**TRECHO:**
•••••
Michelli Provensi – Sim, e eu acho que tem uma coisa, que é legal frisar, que é bom não só pras meninas que querem ser modelo e tem curiosidade, mas também para os pais lerem, para entender onde a filha pode está entrando. Porque às vezes o sonho é mais da mãe do que da menina. A mãe entender que é uma profissão como qualquer outra, que é árdua e que o glamour é só para o espectador, porque a gente rala muito. É para quem ver a revista e o desfile e vê a menina bonitona, mas o glamour é muito passageiro.

OP – Quando você começou a carreira, sua mãe estava doente e quando você decidiu ir para São Paulo ela havia falecido há pouco. Fez falta não ter uma figura materna te acompanhando?
Michelli – Fez falta a figura materna na hora que eu voltava para casa, mas eu acredito, vendo as outras meninas que eu morei que as mães acompanharam, é muito mais fácil se libertar da coisa, da casa e ficar sem medo do mundo quando as meninas vão sozinhas. Porque você fica acomodada tendo sua mãe no apartamento.
•••••
**REGISTROS FORNECIDOS:**
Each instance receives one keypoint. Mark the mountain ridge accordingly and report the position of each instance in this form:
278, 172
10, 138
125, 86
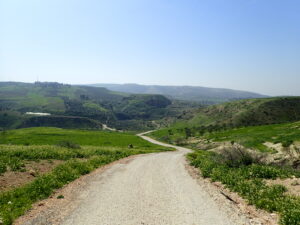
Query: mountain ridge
206, 95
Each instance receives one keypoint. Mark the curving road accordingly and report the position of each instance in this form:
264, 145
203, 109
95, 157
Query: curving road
152, 189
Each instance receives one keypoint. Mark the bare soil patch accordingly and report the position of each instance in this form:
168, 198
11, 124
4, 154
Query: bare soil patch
292, 184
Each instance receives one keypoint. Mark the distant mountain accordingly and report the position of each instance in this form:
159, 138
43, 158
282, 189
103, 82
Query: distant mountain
77, 106
191, 93
249, 112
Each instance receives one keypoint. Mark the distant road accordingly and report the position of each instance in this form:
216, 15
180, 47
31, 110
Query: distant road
151, 189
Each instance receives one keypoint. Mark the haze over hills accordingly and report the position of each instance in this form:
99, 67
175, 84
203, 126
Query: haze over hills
74, 106
188, 93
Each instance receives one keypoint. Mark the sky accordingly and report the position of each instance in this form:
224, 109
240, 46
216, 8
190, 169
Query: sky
251, 45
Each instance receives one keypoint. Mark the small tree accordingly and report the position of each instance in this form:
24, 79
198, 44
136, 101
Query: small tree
188, 132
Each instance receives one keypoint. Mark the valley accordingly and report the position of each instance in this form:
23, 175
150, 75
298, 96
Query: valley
53, 135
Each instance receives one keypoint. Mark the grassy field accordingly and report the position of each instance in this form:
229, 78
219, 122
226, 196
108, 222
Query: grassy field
251, 137
52, 136
254, 137
78, 151
242, 172
249, 180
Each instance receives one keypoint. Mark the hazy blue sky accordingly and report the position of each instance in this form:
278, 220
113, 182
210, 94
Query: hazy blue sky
241, 44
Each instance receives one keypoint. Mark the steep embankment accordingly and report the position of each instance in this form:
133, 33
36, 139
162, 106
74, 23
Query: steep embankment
65, 102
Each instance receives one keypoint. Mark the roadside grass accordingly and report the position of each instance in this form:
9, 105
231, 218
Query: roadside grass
247, 179
250, 137
81, 151
254, 137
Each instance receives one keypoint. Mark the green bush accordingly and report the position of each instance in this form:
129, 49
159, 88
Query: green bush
248, 181
287, 143
68, 144
3, 167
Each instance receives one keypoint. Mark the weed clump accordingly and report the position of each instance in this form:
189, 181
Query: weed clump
246, 176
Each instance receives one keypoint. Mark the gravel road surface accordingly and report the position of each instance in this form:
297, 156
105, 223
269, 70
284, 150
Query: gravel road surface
150, 189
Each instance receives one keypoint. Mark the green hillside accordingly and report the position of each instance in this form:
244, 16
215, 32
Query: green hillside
49, 158
76, 106
245, 113
202, 95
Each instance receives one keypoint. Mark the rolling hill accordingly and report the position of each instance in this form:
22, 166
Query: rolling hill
188, 93
73, 106
248, 112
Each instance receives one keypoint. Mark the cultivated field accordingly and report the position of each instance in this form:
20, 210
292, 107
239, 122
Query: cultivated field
36, 161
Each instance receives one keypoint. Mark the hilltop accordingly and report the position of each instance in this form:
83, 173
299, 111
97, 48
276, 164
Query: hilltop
75, 106
204, 95
245, 113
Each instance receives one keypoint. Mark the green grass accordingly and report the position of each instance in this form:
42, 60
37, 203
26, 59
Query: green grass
251, 137
52, 136
254, 137
82, 151
248, 181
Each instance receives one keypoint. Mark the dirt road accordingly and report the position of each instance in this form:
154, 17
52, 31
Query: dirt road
152, 189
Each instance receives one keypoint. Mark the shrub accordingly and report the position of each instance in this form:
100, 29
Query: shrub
287, 143
248, 181
2, 167
68, 144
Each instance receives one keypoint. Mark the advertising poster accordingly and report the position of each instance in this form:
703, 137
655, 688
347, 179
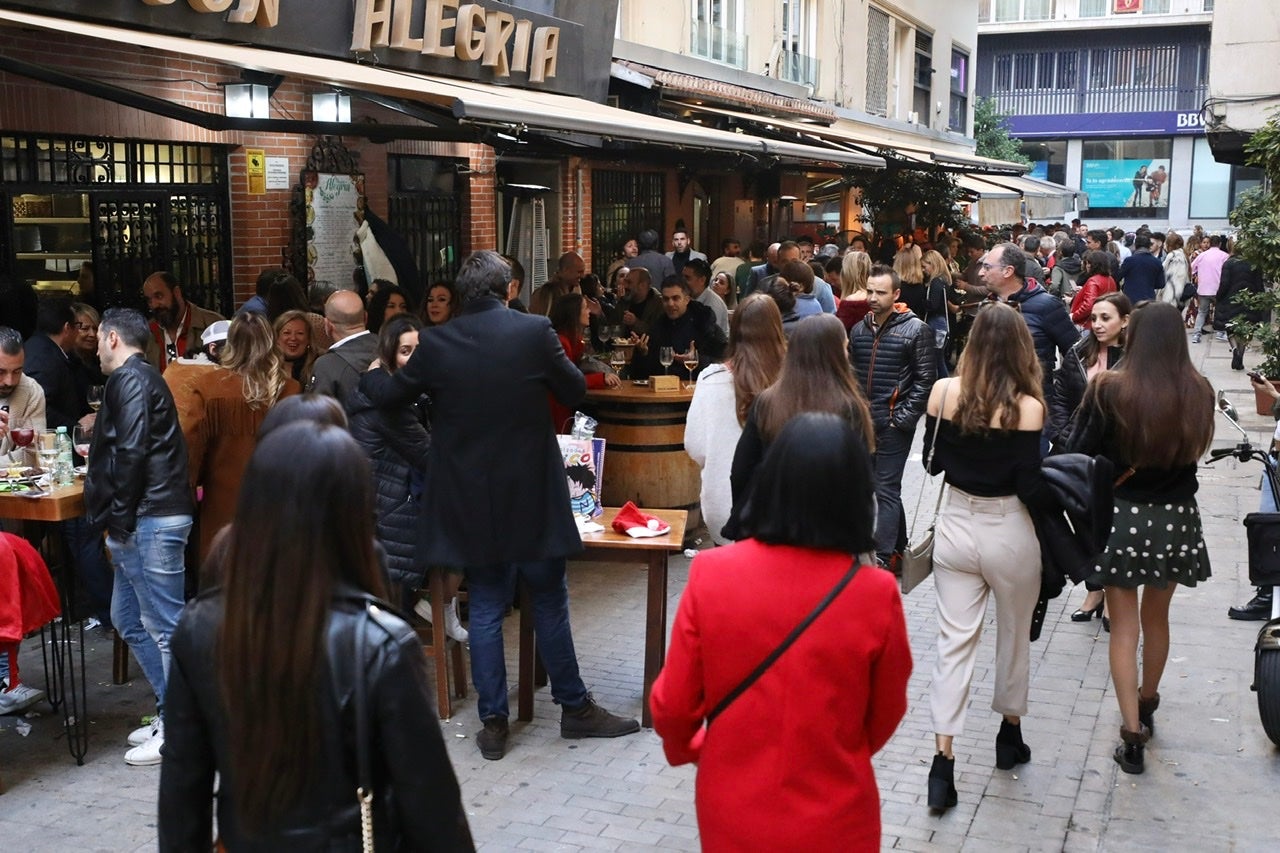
•••••
**CONJUNTO DE TAREFAS:**
1) Na entrevista com Michelli Provensi, para quem ela diz que existe o glamour da profissão?
2) Dê a continuação da entrevista com Michelli Provensi a partir da última fala do trecho.

**RESULTADOS POR TAREFA:**
1) Só para o espectador, que vê a revista e o desfile.

2)
Você chega e está sua mãe preparando sua comida, lava tua roupa. E no começo as meninas trabalham muito e pra mãe é melhor ficar em casa do que acompanhar. Tudo bem ir visitar, ou revezar e mandar uma mãe por grupo, mas não acho necessário a mãe de cada uma. Vai na primeira ou segunda viagem, mas depois não é mais necessário. A primeira vez é importante para conhecer a agência, os pais da modelo conhecerem com quem ela vai trabalhar, o diretor da agência.

OP – Quando pesou mais?
Michelli – Pesa nas datas comemorativas, tipo dia das mães, todas as tuas amigas querem ir para casa e ligam para a mãe e daí você não tem. Ou quando você tem algum problema até de aceitação do mercado. Mas aí eu não tenho mãe, mas tenho um “pãe”. Pra qualquer menina que quer ingressar nessa carreira a base familiar é muito importante, que a família te apoie, mas também te deixe livre. E foi o que foi legal lá em casa, que eles me apoiavam, mas eles também não botavam pressão no quesito “Você tem de dar certo, ganhar muito dinheiro!”. Meu pai sempre falava: “Na hora que quiser voltar, volta, a casa tá sempre aqui”.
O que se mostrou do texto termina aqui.